TASK STATEMENT —
Copy everything from the line containing "point_to reports the position of each instance of the blue sky" down to the line containing "column 363, row 160", putting "excavator" in place of "yellow backhoe loader" and keeping the rest unchanged.

STORED DATA —

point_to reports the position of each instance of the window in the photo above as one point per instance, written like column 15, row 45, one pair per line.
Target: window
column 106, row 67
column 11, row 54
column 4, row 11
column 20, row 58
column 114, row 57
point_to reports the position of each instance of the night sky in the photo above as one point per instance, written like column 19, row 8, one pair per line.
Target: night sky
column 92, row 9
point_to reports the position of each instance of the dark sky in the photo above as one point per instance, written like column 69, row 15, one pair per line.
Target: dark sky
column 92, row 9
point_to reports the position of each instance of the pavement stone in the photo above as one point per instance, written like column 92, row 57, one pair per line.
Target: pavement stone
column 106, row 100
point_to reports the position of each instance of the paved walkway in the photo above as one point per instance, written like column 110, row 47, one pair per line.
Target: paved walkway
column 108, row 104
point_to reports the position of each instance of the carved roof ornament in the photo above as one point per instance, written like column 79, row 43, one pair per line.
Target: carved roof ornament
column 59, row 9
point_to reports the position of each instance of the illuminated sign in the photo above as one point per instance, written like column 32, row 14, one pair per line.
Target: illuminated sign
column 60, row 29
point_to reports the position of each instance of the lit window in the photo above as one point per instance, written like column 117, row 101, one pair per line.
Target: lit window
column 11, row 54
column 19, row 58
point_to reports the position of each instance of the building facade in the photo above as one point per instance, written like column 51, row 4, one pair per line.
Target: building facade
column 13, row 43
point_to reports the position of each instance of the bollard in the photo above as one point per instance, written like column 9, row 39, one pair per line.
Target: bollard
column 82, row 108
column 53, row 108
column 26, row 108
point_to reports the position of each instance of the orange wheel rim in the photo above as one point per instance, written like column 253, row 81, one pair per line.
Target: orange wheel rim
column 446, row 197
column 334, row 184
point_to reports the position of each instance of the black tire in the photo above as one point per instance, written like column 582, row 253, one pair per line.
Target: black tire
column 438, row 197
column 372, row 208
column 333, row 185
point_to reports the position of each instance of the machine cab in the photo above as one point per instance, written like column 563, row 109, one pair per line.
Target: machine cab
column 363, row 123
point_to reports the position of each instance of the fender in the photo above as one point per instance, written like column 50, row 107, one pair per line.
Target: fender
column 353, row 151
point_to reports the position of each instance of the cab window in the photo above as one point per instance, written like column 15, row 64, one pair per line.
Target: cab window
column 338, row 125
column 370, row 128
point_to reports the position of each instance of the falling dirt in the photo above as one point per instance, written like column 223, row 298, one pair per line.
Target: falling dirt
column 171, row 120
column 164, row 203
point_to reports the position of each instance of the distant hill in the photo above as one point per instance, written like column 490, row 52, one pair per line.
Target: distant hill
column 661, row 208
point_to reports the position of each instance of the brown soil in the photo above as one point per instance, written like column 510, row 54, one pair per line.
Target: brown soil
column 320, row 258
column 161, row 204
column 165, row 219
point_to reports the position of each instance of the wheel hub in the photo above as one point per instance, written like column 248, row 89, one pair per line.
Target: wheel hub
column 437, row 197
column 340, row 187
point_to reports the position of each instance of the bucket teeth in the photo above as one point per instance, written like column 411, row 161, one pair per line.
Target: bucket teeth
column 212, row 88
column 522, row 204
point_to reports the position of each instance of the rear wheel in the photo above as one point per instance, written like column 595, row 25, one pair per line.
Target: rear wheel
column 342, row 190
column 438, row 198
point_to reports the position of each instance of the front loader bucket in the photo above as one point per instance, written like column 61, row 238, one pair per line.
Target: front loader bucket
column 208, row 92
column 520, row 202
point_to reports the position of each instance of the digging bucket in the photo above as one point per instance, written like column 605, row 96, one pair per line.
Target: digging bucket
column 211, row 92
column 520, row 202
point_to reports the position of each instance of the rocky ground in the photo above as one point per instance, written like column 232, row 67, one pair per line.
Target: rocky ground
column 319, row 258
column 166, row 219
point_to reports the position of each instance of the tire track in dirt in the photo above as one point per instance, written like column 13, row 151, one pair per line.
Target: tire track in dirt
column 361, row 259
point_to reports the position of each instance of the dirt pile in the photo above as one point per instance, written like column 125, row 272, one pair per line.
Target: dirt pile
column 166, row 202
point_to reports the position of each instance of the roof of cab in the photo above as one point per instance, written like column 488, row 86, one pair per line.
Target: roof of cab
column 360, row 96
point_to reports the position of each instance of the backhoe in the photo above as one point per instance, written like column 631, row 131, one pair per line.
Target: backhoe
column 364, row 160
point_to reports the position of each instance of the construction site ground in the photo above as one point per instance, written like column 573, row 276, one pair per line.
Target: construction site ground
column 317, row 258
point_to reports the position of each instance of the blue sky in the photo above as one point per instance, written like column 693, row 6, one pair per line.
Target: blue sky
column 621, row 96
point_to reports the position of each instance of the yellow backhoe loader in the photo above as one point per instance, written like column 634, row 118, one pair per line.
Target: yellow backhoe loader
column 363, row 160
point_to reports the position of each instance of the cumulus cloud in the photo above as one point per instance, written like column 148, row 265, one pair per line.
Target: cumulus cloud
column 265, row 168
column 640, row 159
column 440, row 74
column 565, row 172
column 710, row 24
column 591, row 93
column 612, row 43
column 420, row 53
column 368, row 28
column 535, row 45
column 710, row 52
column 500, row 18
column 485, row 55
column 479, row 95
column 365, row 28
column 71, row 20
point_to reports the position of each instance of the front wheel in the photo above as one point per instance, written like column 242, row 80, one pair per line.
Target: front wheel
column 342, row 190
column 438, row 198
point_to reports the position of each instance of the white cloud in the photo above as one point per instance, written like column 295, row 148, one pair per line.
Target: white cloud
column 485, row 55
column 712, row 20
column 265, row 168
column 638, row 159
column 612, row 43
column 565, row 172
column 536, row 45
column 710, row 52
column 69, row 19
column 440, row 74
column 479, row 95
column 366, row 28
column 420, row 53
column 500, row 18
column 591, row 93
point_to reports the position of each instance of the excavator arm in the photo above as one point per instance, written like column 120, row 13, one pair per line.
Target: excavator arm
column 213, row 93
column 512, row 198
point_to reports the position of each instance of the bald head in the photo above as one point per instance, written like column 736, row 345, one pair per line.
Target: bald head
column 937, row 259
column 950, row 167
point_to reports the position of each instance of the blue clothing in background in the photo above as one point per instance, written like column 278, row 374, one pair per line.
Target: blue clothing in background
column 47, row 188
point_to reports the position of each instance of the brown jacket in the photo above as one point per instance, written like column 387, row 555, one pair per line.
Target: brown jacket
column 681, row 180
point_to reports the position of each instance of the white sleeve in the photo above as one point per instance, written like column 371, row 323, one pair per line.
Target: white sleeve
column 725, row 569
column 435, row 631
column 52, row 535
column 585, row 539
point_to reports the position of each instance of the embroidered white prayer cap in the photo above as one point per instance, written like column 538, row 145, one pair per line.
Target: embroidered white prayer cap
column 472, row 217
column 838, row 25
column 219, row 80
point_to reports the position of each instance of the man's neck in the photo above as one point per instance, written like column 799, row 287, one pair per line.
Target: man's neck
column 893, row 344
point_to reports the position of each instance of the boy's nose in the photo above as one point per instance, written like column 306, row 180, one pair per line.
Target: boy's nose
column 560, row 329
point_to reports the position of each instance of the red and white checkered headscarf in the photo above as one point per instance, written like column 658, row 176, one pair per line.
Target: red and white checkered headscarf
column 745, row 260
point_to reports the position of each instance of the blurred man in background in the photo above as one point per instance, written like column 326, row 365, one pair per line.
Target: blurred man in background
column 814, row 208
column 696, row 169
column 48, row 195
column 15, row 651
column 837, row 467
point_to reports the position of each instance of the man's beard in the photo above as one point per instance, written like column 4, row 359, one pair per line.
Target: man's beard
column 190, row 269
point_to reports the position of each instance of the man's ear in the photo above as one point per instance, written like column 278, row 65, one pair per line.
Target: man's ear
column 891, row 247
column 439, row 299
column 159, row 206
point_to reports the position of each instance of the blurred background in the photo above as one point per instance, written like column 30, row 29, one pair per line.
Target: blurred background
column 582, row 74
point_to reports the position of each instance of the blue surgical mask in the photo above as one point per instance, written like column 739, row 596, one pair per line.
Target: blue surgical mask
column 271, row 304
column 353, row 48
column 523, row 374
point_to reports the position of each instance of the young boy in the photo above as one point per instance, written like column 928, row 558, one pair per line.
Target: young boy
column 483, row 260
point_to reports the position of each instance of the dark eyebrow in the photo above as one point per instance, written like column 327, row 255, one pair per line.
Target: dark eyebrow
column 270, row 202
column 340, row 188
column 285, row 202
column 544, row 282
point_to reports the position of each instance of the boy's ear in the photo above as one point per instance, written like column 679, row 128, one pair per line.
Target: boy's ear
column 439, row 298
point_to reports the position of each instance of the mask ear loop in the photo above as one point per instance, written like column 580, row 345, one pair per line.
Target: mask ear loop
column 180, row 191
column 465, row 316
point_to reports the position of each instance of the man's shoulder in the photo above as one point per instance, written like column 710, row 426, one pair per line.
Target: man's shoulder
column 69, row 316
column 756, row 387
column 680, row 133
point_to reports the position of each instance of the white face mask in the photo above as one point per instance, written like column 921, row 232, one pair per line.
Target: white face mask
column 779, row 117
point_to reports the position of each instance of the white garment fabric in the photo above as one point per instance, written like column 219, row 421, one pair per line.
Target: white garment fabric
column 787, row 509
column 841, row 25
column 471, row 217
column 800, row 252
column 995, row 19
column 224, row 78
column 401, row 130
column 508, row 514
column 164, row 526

IN RESPONSE —
point_to reports the position of each instance of the blue sky in the photo above as one point per instance, written like column 693, row 6, one pair per line.
Target: blue sky
column 621, row 96
point_to reports the position of each instance of the excavator in the photo above as one point per instance, written like column 634, row 118, one pair per line.
Target: excavator
column 363, row 160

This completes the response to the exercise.